MATERIAL PROVIDED –
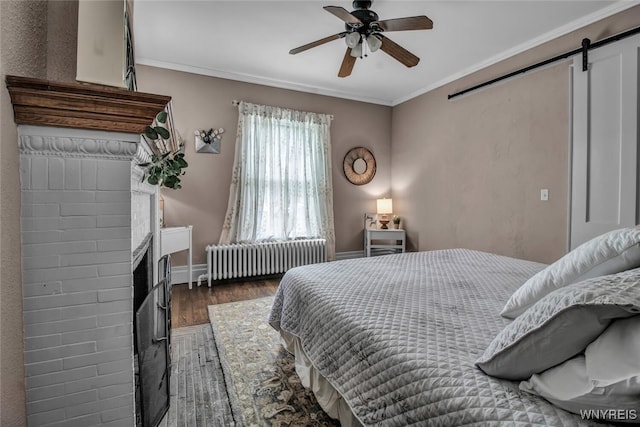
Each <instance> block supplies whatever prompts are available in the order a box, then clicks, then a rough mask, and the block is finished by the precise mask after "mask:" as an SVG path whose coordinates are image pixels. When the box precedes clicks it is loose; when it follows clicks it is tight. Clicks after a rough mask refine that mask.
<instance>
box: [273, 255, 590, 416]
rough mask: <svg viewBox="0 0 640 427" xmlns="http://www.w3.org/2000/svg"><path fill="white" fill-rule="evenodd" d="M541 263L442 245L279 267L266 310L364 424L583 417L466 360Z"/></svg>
mask: <svg viewBox="0 0 640 427" xmlns="http://www.w3.org/2000/svg"><path fill="white" fill-rule="evenodd" d="M543 267H544V265H543V264H539V263H534V262H530V261H523V260H518V259H514V258H508V257H503V256H499V255H494V254H489V253H484V252H478V251H472V250H466V249H452V250H442V251H431V252H417V253H407V254H400V255H387V256H382V257H374V258H363V259H356V260H345V261H336V262H331V263H324V264H315V265H308V266H304V267H298V268H294V269H291V270H289V271H288V272H287V273H286V274H285V276H284V277H283V279H282V281H281V283H280V287H279V289H278V292H277V295H276V298H275V302H274V305H273V308H272V310H271V314H270V317H269V322H270V323H271V325H272V326H274V327H275V328H276V329H278V328H282V329H283V330H285V331H287V332H289V333H292V334H294V335H296V336H298V337H299V338H300V339H301V341H302V343H303V348H304V350H305V352H306V354H307V356H308V357H309V358H310V359H311V361H312V362H313V364H314V366H315V367H316V368H317V369H318V370H319V372H320V373H321V374H322V375H323V376H324V377H325V378H327V379H328V380H329V381H330V382H331V384H332V385H333V386H334V387H335V388H336V389H337V390H338V391H339V392H340V393H341V394H342V396H343V397H344V398H345V400H346V401H347V402H348V403H349V405H350V407H351V408H352V410H353V412H354V414H355V415H356V417H357V418H358V419H359V420H360V421H361V422H362V423H363V424H364V425H366V426H409V425H414V426H426V425H429V426H431V425H433V426H471V425H474V426H490V425H497V426H514V425H519V426H575V425H589V424H590V423H587V422H585V421H582V420H581V419H580V417H578V416H576V415H573V414H570V413H568V412H565V411H563V410H562V409H559V408H556V407H555V406H553V405H551V404H550V403H548V402H547V401H545V400H544V399H542V398H539V397H537V396H534V395H530V394H527V393H525V392H523V391H520V390H519V389H518V382H511V381H505V380H499V379H496V378H492V377H489V376H487V375H486V374H484V373H483V372H482V371H480V370H479V369H478V368H476V367H475V366H474V362H475V360H476V359H477V358H478V357H479V356H480V355H481V354H482V352H483V351H484V349H485V348H486V347H487V346H488V344H489V343H490V342H491V340H492V339H493V338H494V337H495V335H496V334H497V333H498V332H499V331H500V330H501V329H502V328H503V327H504V326H505V325H506V324H507V323H508V322H510V320H507V319H504V318H502V317H501V316H500V315H499V312H500V310H501V309H502V306H503V305H504V303H505V302H506V300H507V299H508V298H509V296H510V295H511V293H512V292H513V291H514V290H515V289H517V288H518V286H520V285H521V284H522V283H524V282H525V281H526V280H527V279H528V278H529V277H531V276H532V275H533V274H535V273H536V272H538V271H539V270H541V269H542V268H543Z"/></svg>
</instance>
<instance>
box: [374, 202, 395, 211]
mask: <svg viewBox="0 0 640 427" xmlns="http://www.w3.org/2000/svg"><path fill="white" fill-rule="evenodd" d="M377 203H378V213H379V214H390V213H393V202H392V201H391V199H378V200H377Z"/></svg>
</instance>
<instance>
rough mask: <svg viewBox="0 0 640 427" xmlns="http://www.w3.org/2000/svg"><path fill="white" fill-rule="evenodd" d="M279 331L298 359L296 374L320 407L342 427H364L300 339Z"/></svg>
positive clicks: (295, 363) (288, 351)
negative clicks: (315, 362)
mask: <svg viewBox="0 0 640 427" xmlns="http://www.w3.org/2000/svg"><path fill="white" fill-rule="evenodd" d="M278 330H279V332H280V337H281V338H282V340H281V341H282V345H283V346H284V348H285V349H286V350H287V351H288V352H289V353H291V354H293V355H294V357H295V359H296V361H295V367H296V373H297V374H298V376H299V377H300V381H301V383H302V385H303V386H305V387H306V388H308V389H310V390H311V391H312V392H313V394H314V396H315V397H316V400H317V401H318V404H319V405H320V407H321V408H322V409H323V410H324V411H325V412H326V413H327V415H329V416H330V417H331V418H334V419H337V420H339V421H340V425H341V426H342V427H362V423H361V422H360V421H359V420H358V419H357V418H356V417H355V415H353V412H351V408H350V407H349V405H348V404H347V402H346V401H345V400H344V399H343V398H342V396H341V395H340V393H338V391H336V389H335V388H334V387H333V386H332V385H331V383H330V382H329V381H328V380H327V379H325V378H324V377H323V376H322V375H321V374H320V373H319V372H318V370H317V369H316V368H315V367H314V366H313V363H312V362H311V360H309V358H308V357H307V355H306V354H305V352H304V350H303V349H302V342H301V341H300V338H298V337H296V336H295V335H293V334H290V333H288V332H287V331H283V330H282V329H278Z"/></svg>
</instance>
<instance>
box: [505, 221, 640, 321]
mask: <svg viewBox="0 0 640 427" xmlns="http://www.w3.org/2000/svg"><path fill="white" fill-rule="evenodd" d="M638 266H640V229H638V227H632V228H621V229H619V230H613V231H610V232H608V233H605V234H602V235H600V236H598V237H595V238H593V239H591V240H589V241H588V242H585V243H583V244H582V245H580V246H578V247H577V248H575V249H574V250H572V251H571V252H569V253H568V254H566V255H565V256H563V257H562V258H560V259H559V260H557V261H556V262H554V263H553V264H551V265H549V266H548V267H547V268H545V269H544V270H542V271H540V272H538V273H537V274H535V275H534V276H533V277H531V278H530V279H529V280H527V281H526V282H525V283H524V284H523V285H522V286H520V288H519V289H518V290H517V291H515V292H514V293H513V295H511V298H509V300H508V301H507V303H506V304H505V306H504V308H503V309H502V311H501V312H500V314H501V315H502V316H504V317H508V318H510V319H515V318H516V317H518V316H519V315H521V314H522V313H524V311H525V310H526V309H527V308H529V307H531V306H532V305H533V304H535V303H536V302H537V301H539V300H540V299H541V298H542V297H544V296H545V295H547V294H548V293H550V292H552V291H554V290H556V289H558V288H561V287H563V286H567V285H569V284H571V283H576V282H580V281H583V280H586V279H590V278H593V277H598V276H604V275H607V274H614V273H619V272H621V271H625V270H628V269H630V268H635V267H638Z"/></svg>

PROBLEM REQUIREMENTS – Leave out any pictures and return exactly the lines from the beginning of the data through the line with "box: [273, 255, 590, 416]", inclusive.

EXERCISE RESULT –
Each <instance> block supplies whatever prompts are available in the order a box, then clicks, then a rough mask, and the block is finished by the precise mask after "mask:" as an SVG path whose coordinates are image pixels. When the box precedes clicks it is loose; when it follows clicks it is tight. Clicks after a rough mask refine that mask.
<instance>
box: [273, 255, 590, 416]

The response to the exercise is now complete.